◆ **Text extract**
— start —
Is there a link between sex trafficking and the Super Bowl?

If you spent much time on the internet last week, you probably saw a lot of articles about an increase of sex trafficking around the Super Bowl. It’s something I’ve talked about here in past years. But this year, there’s been some pushback. People are questioning whether or not there really is an increase in trafficking surrounding the Super Bowl. Both of these perspectives have shown up in my various internet spheres, and truth be told, I don’t know which is correct. I can’t tell you which side we have more evidence for or what the statistics really show. And with an issue like this one, good statistics are incredibly hard to come by anyway. But I do know that there is a link between the two—it just may not be the obvious one.

You should know that I didn’t watch the Super Bowl last night. In the past, though, the only real reason I’ve watched is for the commercials. And I’m not the only one. Even the people who watch it for the football usually wind up watching the ads.

I’d wager a guess that most of us enjoy them, too. Or at least, we used to.

While I wasn’t watching last night, I was on Twitter. Between the many people I follow who were live-tweeting the game and the #NotBuyingIt hashtag, I got a pretty good feel for what was happening. The Seahawks were destroying the Broncos, the halftime show got the mixed reviews it always does, and the commercials, well...

They were as bad as they ever have been.

Sure, there were a few good ones. But for the most part, the commercials once again discriminated against, excluded, or objectified women.
— end —
◆ **Dataset extract**
— start —
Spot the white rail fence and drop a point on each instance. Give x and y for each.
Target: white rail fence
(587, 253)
— end —
◆ **Direction A**
In the post about sex trafficking and the Super Bowl, how did the writer get a sense of what was happening during the game without watching it? Answer in one to three sentences.
◆ **Direction B**
Pick up the post about sex trafficking and the Super Bowl after its final sentence and keep writing it.
The lines are separate material and have nothing to do with the post.

◆ **Answer A**
The writer was on Twitter during the game. Many people the writer follows were live-tweeting it, and there was also the #NotBuyingIt hashtag, so together these gave the writer a good feel for what was happening.

◆ **Answer B**
I spent some time tracking #NotBuyingIt last night. The goal was to call companies out on ads that were sexist or sexually objectified women. This was how they were doing it:

[Video: #NotBuyingIt: Sexism in Super Bowl Commercials]

We live in a world where we’ve trained ourselves to see people as things. "Sex sells," we say, and turn a blind eye to it. Is it any wonder that sex trafficking is so prevalent? When we believe that people are nothing more than commodities, it’s easy to believe that we can do whatever we want to them.

Until we change the way that we objectify, sell, and consume human beings, we won’t be able to face problems like sex trafficking and rape culture.

The Super Bowl is more than just a football game. It's one of the largest advertising events of the year. We need to be thinking about what those advertisements are telling us. There is a link between the Super Bowl, or at least the advertisements at the Super Bowl, and sex trafficking: sexual objectification.

The media is failing us when it comes to this. It’s time that we speak up and start telling a better story.

(A word of caution: this video contains some pretty disturbing material)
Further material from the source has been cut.